**** Task data ****

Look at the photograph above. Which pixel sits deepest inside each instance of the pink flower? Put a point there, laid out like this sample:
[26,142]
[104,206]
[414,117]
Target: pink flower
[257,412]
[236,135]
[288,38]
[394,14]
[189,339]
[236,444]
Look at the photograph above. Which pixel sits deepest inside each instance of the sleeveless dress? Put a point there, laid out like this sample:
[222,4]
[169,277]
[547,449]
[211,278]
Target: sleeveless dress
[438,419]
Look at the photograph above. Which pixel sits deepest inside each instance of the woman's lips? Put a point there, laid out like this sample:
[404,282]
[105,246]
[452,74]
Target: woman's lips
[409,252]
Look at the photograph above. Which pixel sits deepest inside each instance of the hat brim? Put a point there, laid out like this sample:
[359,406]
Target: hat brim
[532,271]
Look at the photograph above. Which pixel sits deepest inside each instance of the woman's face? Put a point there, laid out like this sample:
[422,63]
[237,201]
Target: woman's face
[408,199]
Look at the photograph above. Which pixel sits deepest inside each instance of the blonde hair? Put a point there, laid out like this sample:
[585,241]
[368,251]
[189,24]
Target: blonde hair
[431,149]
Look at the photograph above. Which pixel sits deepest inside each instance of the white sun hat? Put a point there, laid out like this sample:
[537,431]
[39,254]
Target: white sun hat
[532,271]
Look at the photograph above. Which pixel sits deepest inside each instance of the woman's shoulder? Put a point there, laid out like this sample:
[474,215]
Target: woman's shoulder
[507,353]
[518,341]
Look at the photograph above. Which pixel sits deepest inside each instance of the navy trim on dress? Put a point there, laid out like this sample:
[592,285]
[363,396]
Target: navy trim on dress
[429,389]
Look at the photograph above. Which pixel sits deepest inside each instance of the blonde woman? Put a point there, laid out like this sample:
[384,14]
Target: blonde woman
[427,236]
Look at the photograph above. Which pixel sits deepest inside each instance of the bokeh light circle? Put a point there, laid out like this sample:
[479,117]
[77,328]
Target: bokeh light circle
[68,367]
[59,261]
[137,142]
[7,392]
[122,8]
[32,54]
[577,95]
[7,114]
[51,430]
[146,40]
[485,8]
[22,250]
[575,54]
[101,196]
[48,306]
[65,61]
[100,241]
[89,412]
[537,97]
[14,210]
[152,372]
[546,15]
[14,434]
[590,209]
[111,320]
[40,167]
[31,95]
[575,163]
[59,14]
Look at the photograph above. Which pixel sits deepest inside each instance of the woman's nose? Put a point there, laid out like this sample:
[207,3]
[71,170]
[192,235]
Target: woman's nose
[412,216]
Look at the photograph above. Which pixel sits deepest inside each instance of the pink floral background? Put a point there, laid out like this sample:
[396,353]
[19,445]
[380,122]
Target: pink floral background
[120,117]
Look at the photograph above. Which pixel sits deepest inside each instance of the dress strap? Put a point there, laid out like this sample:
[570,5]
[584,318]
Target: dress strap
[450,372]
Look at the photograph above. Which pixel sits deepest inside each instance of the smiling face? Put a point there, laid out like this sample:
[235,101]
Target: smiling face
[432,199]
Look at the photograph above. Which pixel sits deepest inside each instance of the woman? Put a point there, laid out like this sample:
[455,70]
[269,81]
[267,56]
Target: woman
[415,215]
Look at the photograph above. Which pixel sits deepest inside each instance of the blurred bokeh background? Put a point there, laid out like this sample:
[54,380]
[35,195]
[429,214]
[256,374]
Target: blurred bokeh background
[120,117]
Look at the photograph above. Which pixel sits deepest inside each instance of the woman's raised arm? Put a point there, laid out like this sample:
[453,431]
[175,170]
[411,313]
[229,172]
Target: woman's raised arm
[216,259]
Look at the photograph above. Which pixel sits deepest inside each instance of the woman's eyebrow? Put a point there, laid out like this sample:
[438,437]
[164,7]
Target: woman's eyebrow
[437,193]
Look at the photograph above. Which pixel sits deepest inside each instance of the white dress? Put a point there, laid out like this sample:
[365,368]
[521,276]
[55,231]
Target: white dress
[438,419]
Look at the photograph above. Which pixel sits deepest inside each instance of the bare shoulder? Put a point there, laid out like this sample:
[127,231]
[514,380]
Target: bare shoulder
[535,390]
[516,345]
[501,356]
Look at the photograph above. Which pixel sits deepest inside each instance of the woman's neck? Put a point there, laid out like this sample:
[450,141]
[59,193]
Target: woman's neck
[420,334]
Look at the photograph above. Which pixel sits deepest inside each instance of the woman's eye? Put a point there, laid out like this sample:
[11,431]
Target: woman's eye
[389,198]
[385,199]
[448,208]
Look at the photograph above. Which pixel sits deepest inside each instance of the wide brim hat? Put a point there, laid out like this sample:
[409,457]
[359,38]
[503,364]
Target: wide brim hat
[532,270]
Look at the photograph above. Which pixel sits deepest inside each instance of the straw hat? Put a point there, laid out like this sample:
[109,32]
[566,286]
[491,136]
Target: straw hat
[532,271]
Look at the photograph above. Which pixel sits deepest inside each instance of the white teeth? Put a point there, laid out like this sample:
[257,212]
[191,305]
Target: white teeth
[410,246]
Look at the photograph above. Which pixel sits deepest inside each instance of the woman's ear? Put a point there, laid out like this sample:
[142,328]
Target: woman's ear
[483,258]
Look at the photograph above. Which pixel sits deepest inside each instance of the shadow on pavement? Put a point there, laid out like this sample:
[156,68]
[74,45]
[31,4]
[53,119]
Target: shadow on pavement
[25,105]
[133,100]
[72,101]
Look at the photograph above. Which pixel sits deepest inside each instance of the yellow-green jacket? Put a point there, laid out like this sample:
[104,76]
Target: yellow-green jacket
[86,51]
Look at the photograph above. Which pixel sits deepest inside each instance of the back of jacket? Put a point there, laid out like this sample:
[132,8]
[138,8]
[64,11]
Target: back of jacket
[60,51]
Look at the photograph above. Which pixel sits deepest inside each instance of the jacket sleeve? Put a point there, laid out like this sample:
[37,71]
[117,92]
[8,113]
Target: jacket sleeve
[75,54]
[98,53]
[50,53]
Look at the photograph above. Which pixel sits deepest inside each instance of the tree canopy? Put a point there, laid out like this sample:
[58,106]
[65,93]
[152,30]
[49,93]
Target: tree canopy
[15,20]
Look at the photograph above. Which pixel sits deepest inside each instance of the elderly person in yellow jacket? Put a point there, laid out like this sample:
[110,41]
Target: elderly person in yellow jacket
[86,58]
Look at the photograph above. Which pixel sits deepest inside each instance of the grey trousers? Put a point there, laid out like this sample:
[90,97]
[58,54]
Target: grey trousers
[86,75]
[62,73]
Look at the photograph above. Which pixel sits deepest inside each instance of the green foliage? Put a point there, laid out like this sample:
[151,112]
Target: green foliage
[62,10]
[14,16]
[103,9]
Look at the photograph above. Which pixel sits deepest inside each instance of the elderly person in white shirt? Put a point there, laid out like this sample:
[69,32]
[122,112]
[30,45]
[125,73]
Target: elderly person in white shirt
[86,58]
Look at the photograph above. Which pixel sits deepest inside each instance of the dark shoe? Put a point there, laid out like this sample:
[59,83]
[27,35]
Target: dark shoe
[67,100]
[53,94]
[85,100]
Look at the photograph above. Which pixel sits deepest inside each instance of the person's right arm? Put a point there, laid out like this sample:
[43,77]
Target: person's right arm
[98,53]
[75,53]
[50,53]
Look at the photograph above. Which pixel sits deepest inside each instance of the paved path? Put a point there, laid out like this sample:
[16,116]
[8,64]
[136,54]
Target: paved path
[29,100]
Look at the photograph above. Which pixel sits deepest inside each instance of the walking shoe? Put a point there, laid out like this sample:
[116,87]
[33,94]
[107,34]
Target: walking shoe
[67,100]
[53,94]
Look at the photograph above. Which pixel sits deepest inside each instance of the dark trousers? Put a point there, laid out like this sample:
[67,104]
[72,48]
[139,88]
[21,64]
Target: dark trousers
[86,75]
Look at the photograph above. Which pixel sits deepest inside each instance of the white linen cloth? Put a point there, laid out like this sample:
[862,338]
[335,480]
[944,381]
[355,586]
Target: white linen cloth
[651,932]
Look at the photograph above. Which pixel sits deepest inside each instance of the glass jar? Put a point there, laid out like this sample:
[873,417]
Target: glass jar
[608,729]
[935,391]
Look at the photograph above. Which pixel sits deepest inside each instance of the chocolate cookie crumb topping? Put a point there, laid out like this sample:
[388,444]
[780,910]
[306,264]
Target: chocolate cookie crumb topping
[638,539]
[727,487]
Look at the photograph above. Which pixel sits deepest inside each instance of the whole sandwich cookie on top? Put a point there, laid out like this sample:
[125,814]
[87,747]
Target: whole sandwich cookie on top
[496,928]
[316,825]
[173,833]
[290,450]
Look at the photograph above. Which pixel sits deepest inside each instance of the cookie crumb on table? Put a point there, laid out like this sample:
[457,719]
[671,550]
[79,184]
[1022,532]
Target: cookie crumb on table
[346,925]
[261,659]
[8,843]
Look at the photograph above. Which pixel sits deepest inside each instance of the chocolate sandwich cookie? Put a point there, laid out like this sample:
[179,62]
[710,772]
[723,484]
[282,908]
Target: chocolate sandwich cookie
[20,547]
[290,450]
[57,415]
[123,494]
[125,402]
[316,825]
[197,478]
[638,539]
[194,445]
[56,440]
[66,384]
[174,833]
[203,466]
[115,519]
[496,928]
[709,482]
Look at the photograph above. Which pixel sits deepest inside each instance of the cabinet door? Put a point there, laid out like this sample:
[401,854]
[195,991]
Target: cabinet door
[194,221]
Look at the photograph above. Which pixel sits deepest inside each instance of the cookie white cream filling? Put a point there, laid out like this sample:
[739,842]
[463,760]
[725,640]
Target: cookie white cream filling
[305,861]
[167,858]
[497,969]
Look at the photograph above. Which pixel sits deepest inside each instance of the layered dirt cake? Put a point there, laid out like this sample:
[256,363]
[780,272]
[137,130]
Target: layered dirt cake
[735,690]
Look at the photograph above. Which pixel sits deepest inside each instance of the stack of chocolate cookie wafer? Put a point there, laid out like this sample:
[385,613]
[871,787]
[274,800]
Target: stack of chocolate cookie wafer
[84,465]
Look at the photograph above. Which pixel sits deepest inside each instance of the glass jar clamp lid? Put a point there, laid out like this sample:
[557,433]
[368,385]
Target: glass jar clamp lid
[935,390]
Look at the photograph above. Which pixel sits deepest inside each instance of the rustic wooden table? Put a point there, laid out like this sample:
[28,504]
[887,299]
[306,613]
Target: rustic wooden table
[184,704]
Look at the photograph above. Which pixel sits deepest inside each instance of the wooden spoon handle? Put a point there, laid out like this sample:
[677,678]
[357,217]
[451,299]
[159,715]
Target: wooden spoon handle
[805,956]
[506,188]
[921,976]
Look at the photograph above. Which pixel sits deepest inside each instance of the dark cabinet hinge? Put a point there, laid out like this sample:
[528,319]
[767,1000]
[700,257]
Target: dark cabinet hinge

****

» Problem: Only lines with the word "hinge" go in the answer. Take them all from the entries above.

» Exercise result:
Look at the photograph above. Which pixel sits deepest inside each instance of the dark cabinet hinge? Put a point there, laid out like this sample:
Target: dark cabinet hinge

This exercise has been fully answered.